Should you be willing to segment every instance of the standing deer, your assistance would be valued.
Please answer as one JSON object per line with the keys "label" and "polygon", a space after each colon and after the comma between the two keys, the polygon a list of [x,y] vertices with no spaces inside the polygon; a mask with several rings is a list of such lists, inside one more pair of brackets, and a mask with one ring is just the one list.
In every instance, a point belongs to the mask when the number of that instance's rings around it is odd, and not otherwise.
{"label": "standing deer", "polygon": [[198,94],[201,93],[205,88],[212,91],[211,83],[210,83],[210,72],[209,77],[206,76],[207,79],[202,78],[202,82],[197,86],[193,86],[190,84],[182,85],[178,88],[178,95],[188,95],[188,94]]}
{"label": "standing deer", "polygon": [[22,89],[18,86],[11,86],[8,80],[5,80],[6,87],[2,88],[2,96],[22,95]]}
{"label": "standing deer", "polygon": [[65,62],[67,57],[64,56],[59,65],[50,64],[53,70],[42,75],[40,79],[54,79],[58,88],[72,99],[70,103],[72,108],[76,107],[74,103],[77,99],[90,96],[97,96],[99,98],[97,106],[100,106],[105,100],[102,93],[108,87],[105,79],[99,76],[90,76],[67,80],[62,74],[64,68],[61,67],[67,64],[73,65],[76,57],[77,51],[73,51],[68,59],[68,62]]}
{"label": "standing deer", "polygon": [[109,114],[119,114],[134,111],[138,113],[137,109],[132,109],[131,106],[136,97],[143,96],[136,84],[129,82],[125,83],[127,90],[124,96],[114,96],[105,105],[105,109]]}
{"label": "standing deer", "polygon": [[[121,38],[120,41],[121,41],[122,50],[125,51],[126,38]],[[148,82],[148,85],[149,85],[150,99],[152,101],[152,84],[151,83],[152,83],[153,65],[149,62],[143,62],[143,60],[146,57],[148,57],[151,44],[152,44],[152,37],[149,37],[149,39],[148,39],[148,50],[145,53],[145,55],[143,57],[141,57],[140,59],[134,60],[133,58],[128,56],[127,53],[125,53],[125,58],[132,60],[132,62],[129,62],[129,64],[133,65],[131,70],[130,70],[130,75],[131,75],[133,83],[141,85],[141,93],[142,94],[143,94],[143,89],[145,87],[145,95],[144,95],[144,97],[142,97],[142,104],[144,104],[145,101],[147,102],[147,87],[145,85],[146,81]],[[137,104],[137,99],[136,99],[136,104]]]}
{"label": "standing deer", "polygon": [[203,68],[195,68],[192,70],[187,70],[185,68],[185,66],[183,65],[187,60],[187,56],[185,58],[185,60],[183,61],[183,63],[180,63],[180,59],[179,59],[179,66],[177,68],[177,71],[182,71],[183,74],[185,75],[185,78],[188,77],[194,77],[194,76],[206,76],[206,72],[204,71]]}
──────
> WHAT YOU NEED TO DO
Output the lines of the entries above as a JSON list of strings, one string per line, leaving out any blank lines.

> FINISHED ANSWER
[
  "Should you be willing to segment every instance of the standing deer, your assistance would be valued.",
  "Please answer as one JSON object per line with the keys \"label\" and \"polygon\", a space after each colon and after the comma between the two keys, the polygon a list of [x,y] vertices with no spaces inside the polygon; a mask with several rings is a list of such lists, inside one more pair of brackets, and a mask with one ring is just the one list.",
  "In every instance, a point belongs to the mask when the number of that instance's rings around it is odd, and not otherwise.",
  "{\"label\": \"standing deer\", \"polygon\": [[198,94],[201,93],[205,88],[212,91],[211,83],[210,83],[210,72],[209,77],[206,76],[207,79],[202,78],[202,82],[197,86],[193,86],[190,84],[182,85],[178,88],[178,95],[188,95],[188,94]]}",
  "{\"label\": \"standing deer\", \"polygon\": [[22,89],[18,86],[11,86],[8,80],[5,80],[6,87],[2,88],[2,96],[22,95]]}",
  "{\"label\": \"standing deer\", \"polygon\": [[65,62],[67,57],[64,56],[59,65],[50,64],[53,70],[42,75],[40,79],[54,79],[58,88],[72,99],[70,103],[72,108],[76,107],[74,103],[77,99],[90,96],[97,96],[99,98],[97,106],[100,106],[105,100],[102,93],[108,87],[105,79],[99,76],[90,76],[67,80],[62,74],[64,68],[61,67],[67,64],[73,65],[76,57],[77,51],[73,51],[68,59],[68,62]]}",
  "{\"label\": \"standing deer\", \"polygon\": [[109,114],[119,114],[134,111],[138,113],[137,109],[132,109],[131,106],[136,97],[143,96],[136,84],[129,82],[125,83],[127,90],[124,96],[114,96],[105,105],[105,109]]}",
  "{\"label\": \"standing deer\", \"polygon\": [[[121,38],[120,41],[121,41],[122,50],[125,51],[126,38]],[[148,82],[148,85],[149,85],[150,99],[152,101],[152,84],[151,83],[152,83],[153,65],[149,62],[143,62],[143,60],[146,57],[148,57],[151,44],[152,44],[152,37],[149,37],[149,39],[148,39],[148,50],[145,53],[145,55],[143,57],[141,57],[140,59],[134,60],[133,58],[128,56],[127,53],[125,53],[125,58],[132,60],[132,62],[129,62],[129,64],[133,65],[131,70],[130,70],[130,75],[131,75],[133,83],[141,85],[141,93],[142,94],[143,94],[143,89],[145,87],[145,95],[144,95],[144,97],[142,97],[142,104],[144,104],[145,101],[147,102],[147,87],[145,85],[146,81]],[[137,104],[137,99],[136,99],[136,104]]]}",
  "{\"label\": \"standing deer\", \"polygon\": [[203,68],[195,68],[192,70],[187,70],[185,68],[185,66],[183,65],[187,60],[187,56],[185,58],[185,60],[183,61],[183,63],[180,63],[180,59],[179,59],[179,66],[177,68],[177,71],[182,71],[183,74],[185,75],[185,78],[188,77],[194,77],[194,76],[206,76],[206,72],[204,71]]}"
]